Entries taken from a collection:
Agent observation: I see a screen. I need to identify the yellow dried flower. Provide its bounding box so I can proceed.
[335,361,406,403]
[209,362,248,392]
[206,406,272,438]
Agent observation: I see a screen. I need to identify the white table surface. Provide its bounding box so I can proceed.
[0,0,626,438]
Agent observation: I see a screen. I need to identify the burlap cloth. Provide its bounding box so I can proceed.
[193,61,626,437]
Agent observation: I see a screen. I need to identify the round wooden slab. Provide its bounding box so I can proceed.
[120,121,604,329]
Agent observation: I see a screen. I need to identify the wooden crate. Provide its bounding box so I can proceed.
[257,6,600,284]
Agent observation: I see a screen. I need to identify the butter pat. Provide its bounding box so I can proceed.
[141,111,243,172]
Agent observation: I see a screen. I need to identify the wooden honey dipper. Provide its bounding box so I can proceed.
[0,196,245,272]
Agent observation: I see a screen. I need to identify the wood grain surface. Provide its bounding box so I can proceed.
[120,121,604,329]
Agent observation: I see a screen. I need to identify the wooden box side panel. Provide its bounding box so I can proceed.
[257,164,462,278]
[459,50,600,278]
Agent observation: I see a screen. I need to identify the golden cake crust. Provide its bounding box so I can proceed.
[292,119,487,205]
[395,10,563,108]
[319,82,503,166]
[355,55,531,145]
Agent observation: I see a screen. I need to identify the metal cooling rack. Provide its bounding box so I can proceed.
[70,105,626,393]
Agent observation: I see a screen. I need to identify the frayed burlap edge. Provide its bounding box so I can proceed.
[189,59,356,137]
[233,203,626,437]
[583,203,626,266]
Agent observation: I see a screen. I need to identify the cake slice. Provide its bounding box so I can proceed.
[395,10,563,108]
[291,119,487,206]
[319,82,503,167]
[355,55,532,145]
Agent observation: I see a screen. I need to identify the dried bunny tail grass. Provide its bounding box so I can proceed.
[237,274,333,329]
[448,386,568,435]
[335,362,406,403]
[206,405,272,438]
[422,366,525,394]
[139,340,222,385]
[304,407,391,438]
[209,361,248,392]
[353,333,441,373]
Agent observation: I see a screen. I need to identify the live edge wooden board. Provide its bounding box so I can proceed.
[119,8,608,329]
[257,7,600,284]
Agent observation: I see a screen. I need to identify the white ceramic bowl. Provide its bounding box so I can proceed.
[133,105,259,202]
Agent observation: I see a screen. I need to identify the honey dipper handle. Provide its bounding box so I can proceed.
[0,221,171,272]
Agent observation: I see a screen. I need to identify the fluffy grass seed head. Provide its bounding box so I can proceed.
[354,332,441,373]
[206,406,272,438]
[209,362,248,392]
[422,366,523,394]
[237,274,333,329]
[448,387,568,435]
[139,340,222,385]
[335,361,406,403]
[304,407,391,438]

### [Written problem]
Please reproduce word for word the part of the listing that opens with the line containing "the white table" and closes with the line containing "[193,61,626,437]", including both of those lines.

### [Solution for this problem]
Agent observation: I see a screen. I need to identify the white table surface. Provide its bounding box so I can proceed.
[0,0,626,438]
Agent observation: I see a screen. I need to identify the burlap cloth. Provide its bounding box so I can proceed.
[193,61,626,437]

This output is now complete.